[Instructions for the task] Repeat the stretch of entries below from the line with "Target: spire cross" through the line with "Target: white pilaster". Include both ends and add nothing.

---+---

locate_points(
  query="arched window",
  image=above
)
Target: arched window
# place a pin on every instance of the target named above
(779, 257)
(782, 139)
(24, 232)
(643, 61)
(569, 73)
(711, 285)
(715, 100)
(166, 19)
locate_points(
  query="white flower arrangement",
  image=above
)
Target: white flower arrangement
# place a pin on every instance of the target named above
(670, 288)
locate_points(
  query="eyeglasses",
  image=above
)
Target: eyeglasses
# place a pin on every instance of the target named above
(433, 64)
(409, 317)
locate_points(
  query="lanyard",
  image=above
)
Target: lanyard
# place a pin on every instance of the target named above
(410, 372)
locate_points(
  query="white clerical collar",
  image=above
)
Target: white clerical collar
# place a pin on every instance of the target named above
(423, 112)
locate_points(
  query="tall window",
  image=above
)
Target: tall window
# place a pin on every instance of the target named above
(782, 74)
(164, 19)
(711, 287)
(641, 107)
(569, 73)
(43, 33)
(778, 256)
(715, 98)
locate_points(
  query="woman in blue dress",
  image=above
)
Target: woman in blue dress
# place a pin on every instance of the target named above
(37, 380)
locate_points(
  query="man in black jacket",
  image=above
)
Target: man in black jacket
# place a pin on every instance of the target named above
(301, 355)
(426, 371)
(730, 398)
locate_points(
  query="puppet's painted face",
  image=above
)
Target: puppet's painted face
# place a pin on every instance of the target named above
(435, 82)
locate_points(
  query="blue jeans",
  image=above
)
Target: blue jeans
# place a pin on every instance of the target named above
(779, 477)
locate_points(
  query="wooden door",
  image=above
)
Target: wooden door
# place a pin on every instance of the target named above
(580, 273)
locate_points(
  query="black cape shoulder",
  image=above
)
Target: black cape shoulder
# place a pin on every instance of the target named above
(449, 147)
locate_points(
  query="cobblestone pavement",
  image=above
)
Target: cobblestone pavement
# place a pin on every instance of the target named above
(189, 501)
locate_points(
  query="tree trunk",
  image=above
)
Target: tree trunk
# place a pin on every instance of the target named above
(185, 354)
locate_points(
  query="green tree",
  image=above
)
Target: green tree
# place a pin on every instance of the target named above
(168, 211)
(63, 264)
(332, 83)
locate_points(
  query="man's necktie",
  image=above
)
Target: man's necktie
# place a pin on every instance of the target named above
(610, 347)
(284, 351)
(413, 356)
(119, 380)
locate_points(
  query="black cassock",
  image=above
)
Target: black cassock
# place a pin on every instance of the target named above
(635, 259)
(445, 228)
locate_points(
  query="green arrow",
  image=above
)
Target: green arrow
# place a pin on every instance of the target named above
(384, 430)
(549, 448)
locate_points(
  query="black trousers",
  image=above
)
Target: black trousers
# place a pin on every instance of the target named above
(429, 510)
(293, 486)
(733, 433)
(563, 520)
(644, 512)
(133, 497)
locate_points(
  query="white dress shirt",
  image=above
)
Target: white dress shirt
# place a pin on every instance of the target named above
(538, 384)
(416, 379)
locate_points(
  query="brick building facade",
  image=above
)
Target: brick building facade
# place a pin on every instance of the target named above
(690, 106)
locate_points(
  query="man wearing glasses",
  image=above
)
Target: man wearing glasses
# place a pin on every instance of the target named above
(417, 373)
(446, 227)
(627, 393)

---+---

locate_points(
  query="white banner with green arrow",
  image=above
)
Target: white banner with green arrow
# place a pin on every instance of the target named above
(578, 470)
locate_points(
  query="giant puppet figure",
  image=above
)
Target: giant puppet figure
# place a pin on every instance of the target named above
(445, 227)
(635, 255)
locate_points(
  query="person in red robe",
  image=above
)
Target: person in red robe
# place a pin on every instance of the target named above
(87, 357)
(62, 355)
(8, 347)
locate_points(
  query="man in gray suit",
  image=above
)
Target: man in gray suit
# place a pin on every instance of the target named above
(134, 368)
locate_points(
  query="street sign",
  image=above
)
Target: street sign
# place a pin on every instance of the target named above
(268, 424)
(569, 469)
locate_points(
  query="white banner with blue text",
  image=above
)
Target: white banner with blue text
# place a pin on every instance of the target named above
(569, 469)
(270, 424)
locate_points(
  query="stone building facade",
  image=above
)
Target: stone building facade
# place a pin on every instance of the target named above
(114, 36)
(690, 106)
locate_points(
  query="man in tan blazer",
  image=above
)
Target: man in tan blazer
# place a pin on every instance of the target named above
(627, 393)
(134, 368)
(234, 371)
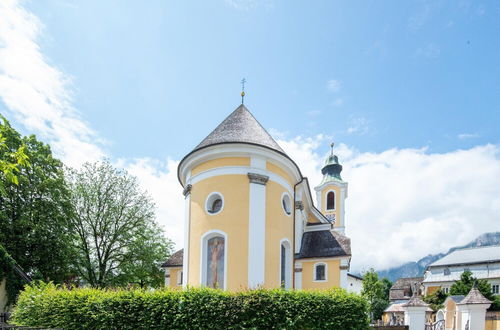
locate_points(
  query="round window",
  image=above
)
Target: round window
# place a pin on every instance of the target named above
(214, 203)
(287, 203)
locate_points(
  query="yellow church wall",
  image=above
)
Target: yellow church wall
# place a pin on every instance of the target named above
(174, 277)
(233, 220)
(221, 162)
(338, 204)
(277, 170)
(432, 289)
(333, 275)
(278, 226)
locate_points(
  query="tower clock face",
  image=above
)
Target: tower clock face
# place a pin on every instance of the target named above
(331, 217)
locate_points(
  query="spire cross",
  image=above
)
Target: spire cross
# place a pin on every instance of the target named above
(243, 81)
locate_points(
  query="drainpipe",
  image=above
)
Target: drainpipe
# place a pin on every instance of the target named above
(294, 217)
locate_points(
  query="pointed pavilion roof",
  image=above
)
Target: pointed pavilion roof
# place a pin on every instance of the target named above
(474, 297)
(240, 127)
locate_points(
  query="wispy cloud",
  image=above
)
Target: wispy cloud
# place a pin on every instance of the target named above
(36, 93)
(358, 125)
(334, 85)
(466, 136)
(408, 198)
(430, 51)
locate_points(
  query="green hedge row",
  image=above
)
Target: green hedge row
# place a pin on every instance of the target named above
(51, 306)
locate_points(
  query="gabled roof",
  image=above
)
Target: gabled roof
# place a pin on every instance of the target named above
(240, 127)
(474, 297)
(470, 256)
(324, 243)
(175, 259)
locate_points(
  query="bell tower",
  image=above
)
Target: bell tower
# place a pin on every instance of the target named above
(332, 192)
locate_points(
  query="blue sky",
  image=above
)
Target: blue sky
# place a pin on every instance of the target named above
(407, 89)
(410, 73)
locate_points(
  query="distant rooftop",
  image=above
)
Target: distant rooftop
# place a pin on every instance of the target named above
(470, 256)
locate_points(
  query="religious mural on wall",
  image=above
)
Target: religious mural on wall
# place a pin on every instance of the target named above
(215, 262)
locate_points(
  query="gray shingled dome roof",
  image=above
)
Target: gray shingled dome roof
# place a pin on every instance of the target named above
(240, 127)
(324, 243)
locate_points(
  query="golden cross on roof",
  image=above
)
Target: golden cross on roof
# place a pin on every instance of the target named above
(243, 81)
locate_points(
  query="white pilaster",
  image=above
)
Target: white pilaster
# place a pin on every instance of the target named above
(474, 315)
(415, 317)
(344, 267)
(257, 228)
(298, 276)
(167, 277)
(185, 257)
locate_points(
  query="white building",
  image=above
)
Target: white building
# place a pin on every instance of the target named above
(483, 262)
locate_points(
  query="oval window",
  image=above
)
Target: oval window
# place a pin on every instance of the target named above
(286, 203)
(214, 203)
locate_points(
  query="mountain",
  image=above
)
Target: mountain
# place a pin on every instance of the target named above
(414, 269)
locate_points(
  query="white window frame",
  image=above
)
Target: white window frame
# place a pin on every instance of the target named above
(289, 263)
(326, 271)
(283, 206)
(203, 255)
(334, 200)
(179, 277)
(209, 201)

---+---

[Exercise solution]
Target: spire cross
# place a pin on every instance of the target named above
(243, 81)
locate_points(
  query="drainpipe",
  image=above
)
Target: drainpipe
# place a pin on every instance of the target named above
(294, 217)
locate_points(
  query="pointed pavilion roof",
  image=above
)
Target: pointed pavilion roof
# place a pin on every instance of the target named above
(474, 297)
(240, 127)
locate_points(
  query="wispy cloud",
  image=above
)
Target: wispy cloud
# place a pin on every instance of the target named above
(36, 93)
(358, 125)
(334, 85)
(466, 136)
(408, 198)
(430, 51)
locate_points(
  query="green hedge row",
  image=above
)
Target: green hedge row
# place a pin on every instance of the target named above
(51, 306)
locate_points(
  query="gabled roof",
  image=above
)
Target: gabled roof
# place a pin on every instance of the target named above
(240, 127)
(474, 297)
(470, 256)
(324, 243)
(175, 259)
locate_points(
  query="bell tower",
  image=above
)
Target: bell tower
# place a pin on every instance of the target named above
(332, 192)
locate_points(
  query="blue sky",
  image=above
)
Target: blue sky
# place a pin on every instance of the target named above
(407, 89)
(410, 73)
locate_points(
  query="distant rooftop",
  image=above
)
Target: distant rooftop
# place a pin on every instance of the target named above
(470, 256)
locate_points(
  query="religious mural on wall",
  image=above
)
Target: religious mural on wall
# place a pin on every instance of the target named above
(215, 262)
locate_points(
  query="gray shingled dome roof",
  image=above
)
Target: gray shingled dome roof
# place a pin on every instance of the target named above
(240, 127)
(324, 243)
locate_points(
  query="golden cross on roof",
  image=above
)
Target: golden cross on roof
# place a pin on every instance of the target named above
(243, 81)
locate_points(
  query="white pilaster",
  image=above
)
Target: white pilaster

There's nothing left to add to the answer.